WHAT THE TASK REQUIRES -> All entries shown below must be given again word for word.

Referring expression grounding data ->
╔══

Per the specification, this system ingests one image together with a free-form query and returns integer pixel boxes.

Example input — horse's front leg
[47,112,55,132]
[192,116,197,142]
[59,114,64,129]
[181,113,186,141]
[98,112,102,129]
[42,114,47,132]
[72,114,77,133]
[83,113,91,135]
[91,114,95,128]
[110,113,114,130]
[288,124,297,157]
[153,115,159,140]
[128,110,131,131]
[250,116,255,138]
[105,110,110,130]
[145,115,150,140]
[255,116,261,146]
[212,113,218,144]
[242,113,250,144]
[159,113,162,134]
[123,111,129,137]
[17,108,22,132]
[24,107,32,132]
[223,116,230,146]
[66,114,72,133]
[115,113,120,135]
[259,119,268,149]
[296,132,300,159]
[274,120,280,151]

╚══

RESPONSE TO THE EXERCISE ->
Per the specification, this system ingests one image together with a free-form query and returns integer pixel boxes.

Example input — horse's front leg
[47,112,55,132]
[192,116,197,142]
[59,114,64,129]
[181,113,186,141]
[98,112,102,129]
[42,114,47,132]
[72,114,77,133]
[83,113,91,135]
[91,114,95,128]
[110,113,114,130]
[288,124,297,157]
[153,115,159,140]
[128,110,131,131]
[250,116,255,138]
[105,110,110,130]
[145,115,150,140]
[255,116,261,146]
[212,113,218,144]
[242,113,250,144]
[159,113,162,134]
[123,111,129,137]
[17,108,22,132]
[24,107,32,132]
[223,116,230,146]
[66,114,72,133]
[115,113,120,135]
[259,119,268,149]
[296,132,300,159]
[274,120,280,151]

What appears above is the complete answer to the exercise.